#### SUPPLIED ENTRIES ####
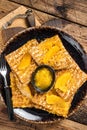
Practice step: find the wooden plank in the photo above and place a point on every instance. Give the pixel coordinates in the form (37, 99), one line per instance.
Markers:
(6, 7)
(78, 32)
(21, 125)
(73, 10)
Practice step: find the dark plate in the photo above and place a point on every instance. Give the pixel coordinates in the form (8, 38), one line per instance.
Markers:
(40, 33)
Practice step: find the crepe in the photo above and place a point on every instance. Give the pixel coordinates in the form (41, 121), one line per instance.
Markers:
(21, 62)
(19, 100)
(52, 52)
(69, 77)
(69, 81)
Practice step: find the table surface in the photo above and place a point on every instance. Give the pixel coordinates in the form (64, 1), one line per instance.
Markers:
(68, 16)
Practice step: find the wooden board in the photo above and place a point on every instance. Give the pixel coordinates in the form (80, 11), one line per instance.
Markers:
(72, 10)
(78, 32)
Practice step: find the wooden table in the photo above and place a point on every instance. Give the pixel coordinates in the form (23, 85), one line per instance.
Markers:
(69, 16)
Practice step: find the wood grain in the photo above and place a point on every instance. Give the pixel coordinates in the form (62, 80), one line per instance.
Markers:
(6, 7)
(21, 125)
(77, 31)
(72, 10)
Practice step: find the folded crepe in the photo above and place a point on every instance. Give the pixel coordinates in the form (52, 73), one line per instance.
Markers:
(51, 52)
(21, 62)
(69, 77)
(19, 100)
(58, 100)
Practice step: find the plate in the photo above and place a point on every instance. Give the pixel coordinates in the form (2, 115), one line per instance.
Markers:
(73, 47)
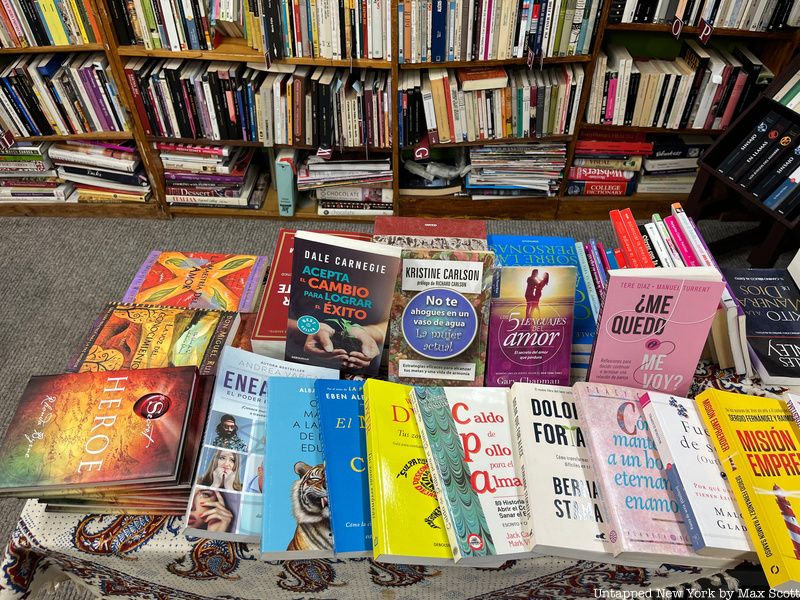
####
Copy every item above, substituting "Points" for each "Markers" and leaving all other text as it stands. Omit the pictures from your answer.

Practice step: find the wooden plank in the photo above and place a point on every instance. Give the pixel coordinates in the form (37, 99), one line per instance.
Points:
(6, 7)
(78, 32)
(21, 125)
(73, 10)
Practice step: find the dark plate in the photo above and place a point on every instance. Give the pixel coordinates in the form (8, 38), one line per instance.
Points:
(40, 33)
Practice step: find the crepe in the photo above and place a point on every instance. Give the pixel coordinates in the form (41, 121), one line per instance.
Points:
(21, 62)
(19, 100)
(52, 52)
(69, 77)
(69, 81)
Practice step: find the table surface in the photo above and place a point on every instance. Give the pixel coordinates in the form (64, 1), one line per instance.
Points:
(68, 16)
Practice step: find the wooden board in the photo above and place a point on every instance. Give the pixel coordinates in the form (80, 11), one line per instance.
Points:
(72, 10)
(78, 32)
Practice step: find the wooden table in the photo above and place a point on every instance. Give the pixel coordinates in the form (23, 85), one line per instance.
Points:
(69, 16)
Practice step: find the wood grain in the photo above and place a point on every instance. Give the pixel coordinates in the form (62, 80), one line per instance.
Points:
(6, 7)
(21, 125)
(77, 31)
(72, 10)
Practice step: find the folded crepe in the photo above and place a point on every instance. Give the pixel coordinates in the form (52, 73), one line per instance.
Points:
(51, 52)
(21, 62)
(69, 77)
(19, 100)
(58, 100)
Practice step: find the plate in the photo above and place a point on every instance. Give the pixel coordinates in the form (2, 115), one line per instance.
Points:
(73, 47)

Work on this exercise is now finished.